* Document text *

********

Washington, D. C. 20549





Pursuant to Section 13 or 15(d) of the Securities Exchange Act of 1934


February 14, 2018

Date of Report (Date of earliest event reported)


Protective Life Corporation

(Exact name of registrant as specified in its charter)







(State or other jurisdiction




(IRS Employer 

of incorporation)


File Number)


Identification No.)


2801 Highway 280 South

Birmingham, Alabama 35223

(Address of principal executive offices and zip code)


(205) 268-1000

(Registrant’s telephone number, including area code)



(Former name or former address, if changed since last report.)


Check the appropriate box below if the Form 8-K filing is intended to simultaneously satisfy the filing obligation of the registrant under any of the following provisions:


o    Written communications pursuant to Rule 425 under the Securities Act (17 CFR 230.425)


o    Soliciting material pursuant to Rule 14a-12 under the Exchange Act (17 CFR 240.14a-12)


o    Pre-commencement communications pursuant to Rule 14d-2(b) under the Exchange Act (17 CF 240.14d-2(b))


o    Pre-commencement communications pursuant to Rule 13e-4(c) under the Exchange Act (17 CFR 240.13e-4(c))


Indicate by check mark whether the registrant is an emerging growth company as defined in Rule 405 of the Securities Act of 1933 (§230.405 of this chapter) or Rule 12b-2 of the Securities Exchange Act of 1934 (§240.12b-2 of this chapter).

********

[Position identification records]
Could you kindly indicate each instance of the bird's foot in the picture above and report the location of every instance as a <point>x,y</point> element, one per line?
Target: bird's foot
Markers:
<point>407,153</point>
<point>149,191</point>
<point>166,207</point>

********

* Exercise task 1 *
What telephone number does the filing cover page give for the registrant?
* Exercise task 2 *
Format the position identification records as a two-column CSV with the columns "prompt" and "points", one row per record. Put each field in quotes and replace line breaks with spaces.

* Reply 1 *
(205) 268-1000

* Reply 2 *
prompt,points
"Could you kindly indicate each instance of the bird's foot in the picture above and report the location of every instance as a <point>x,y</point> element, one per line? Target: bird's foot Markers:","<point>407,153</point> <point>149,191</point> <point>166,207</point>"